Article

Growing Green Onions (Without a Garden)

Sure, you say. I’d like to have a garden, but I don't have a yard, I only have a window ledge, and my thumb is anything but green. How can I grow vegetables?

Let me introduce you to the most determined vegetable of them all, the onion. Onions are members of the allium family which means they have a bulb, a handy little storage chamber at the base of the stem and it’s the secret to the onion’s invincibility. These plants have a life wish!

Think of all those onions that sprouted in the fridge or on the counter--they drew on their reserves to grow new leaves, and that pointy  green sprout, as we know from eating scallions, is just as delicious as the bulb, and a lot easier to grow.

Onions are a wonderful mix of green vegetable and condiment. A sprinkling of chopped green onion boosts flavor, presentation and nutrition of everything from mashed potatoes to enchiladas and pad Thai. Fresh green onions provide vitamins A and C, iron, calcium and fiber.

So what do you need to get started growing these gems?

Records shown:

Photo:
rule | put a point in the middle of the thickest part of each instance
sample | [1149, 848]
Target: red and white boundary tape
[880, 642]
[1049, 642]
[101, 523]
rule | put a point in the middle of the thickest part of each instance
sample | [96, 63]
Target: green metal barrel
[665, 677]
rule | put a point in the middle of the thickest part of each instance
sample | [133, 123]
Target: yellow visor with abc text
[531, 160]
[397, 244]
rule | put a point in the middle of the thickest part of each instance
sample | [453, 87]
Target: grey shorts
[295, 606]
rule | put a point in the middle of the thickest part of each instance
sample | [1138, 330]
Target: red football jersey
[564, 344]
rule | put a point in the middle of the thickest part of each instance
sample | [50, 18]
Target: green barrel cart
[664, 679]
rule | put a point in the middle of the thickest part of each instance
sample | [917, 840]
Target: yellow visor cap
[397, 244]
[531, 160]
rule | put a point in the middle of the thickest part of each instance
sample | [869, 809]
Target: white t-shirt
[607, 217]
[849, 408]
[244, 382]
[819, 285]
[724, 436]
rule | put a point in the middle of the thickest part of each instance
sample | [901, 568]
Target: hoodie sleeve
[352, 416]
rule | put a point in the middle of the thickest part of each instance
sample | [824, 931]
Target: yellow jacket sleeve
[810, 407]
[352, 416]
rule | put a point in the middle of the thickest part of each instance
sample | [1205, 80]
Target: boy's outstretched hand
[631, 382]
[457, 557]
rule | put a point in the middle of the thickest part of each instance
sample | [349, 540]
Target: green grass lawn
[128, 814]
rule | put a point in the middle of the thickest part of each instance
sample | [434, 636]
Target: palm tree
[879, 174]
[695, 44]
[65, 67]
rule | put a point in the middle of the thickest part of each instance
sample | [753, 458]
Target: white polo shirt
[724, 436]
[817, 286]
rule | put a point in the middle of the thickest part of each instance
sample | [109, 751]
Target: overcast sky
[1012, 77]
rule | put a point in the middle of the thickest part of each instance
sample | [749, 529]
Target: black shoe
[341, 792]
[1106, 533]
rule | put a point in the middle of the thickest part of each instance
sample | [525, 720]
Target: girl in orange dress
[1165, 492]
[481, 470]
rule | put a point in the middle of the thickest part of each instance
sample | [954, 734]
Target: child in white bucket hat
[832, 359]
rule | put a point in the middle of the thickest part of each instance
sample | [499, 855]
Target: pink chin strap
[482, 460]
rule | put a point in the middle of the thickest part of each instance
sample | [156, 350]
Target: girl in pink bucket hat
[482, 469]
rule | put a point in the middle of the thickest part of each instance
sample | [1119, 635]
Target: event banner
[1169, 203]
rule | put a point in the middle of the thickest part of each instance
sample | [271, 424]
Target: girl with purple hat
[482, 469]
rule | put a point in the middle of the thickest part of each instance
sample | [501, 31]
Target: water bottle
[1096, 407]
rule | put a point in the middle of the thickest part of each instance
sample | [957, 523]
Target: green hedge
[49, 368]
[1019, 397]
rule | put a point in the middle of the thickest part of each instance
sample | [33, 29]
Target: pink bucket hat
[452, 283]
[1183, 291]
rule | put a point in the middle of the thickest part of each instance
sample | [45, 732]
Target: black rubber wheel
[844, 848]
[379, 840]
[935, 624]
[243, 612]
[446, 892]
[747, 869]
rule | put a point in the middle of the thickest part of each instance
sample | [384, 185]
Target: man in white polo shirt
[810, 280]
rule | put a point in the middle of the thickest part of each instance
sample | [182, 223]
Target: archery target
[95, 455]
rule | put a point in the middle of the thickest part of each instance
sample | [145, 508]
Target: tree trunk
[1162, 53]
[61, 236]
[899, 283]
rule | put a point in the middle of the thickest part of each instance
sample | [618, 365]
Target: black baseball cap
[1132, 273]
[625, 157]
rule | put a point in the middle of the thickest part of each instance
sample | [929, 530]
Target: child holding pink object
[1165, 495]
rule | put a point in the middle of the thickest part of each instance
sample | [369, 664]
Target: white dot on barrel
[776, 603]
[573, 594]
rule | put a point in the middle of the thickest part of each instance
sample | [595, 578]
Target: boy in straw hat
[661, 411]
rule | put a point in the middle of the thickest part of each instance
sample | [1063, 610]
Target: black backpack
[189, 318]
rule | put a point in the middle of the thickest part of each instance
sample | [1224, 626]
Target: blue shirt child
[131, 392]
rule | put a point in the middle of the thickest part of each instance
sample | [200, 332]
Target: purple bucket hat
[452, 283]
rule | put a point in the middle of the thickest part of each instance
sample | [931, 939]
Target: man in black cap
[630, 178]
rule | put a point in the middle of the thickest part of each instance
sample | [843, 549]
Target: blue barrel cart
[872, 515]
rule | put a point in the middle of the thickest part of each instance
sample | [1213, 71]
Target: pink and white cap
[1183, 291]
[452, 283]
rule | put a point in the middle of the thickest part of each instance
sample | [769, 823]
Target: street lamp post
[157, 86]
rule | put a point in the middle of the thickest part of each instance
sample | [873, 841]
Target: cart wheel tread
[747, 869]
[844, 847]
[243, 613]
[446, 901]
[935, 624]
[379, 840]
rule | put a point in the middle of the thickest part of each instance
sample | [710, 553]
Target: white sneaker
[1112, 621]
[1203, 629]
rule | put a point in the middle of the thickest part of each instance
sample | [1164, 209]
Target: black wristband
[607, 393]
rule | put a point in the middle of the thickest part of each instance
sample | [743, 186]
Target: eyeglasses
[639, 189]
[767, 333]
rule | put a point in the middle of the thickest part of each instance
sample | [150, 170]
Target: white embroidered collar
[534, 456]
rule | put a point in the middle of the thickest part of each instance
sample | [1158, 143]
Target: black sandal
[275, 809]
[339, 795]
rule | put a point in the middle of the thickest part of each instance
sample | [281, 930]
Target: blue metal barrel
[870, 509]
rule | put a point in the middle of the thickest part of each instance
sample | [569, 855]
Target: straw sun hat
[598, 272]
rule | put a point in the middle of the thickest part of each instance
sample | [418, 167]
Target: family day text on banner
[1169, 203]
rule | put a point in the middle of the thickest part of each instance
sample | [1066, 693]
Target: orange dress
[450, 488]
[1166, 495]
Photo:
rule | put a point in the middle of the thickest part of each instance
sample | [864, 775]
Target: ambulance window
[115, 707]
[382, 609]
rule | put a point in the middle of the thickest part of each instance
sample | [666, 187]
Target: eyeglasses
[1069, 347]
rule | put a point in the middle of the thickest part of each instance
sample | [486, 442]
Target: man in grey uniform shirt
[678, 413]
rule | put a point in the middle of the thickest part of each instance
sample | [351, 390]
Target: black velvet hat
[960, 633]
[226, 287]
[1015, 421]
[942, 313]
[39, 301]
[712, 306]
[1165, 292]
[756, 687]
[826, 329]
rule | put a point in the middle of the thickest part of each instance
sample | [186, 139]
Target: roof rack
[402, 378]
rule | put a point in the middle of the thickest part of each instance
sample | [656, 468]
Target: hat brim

Task instructions:
1. List every nutrient that the article on growing green onions says fresh green onions provide.
2. Write out the article on growing green onions starting with "Let me introduce" and going on through "growing these gems?", swapping "bulb" for "root".
3. According to the article on growing green onions, what family do onions belong to?

Responses per task:
1. Vitamin A, vitamin C, iron, calcium, fiber

2.
Let me introduce you to the most determined vegetable of them all, the onion. Onions are members of the allium family which means they have a root, a handy little storage chamber at the base of the stem and it’s the secret to the onion’s invincibility. These plants have a life wish!

Think of all those onions that sprouted in the fridge or on the counter--they drew on their reserves to grow new leaves, and that pointy  green sprout, as we know from eating scallions, is just as delicious as the root, and a lot easier to grow.

Onions are a wonderful mix of green vegetable and condiment. A sprinkling of chopped green onion boosts flavor, presentation and nutrition of everything from mashed potatoes to enchiladas and pad Thai. Fresh green onions provide vitamins A and C, iron, calcium and fiber.

So what do you need to get started growing these gems?

3. The allium family.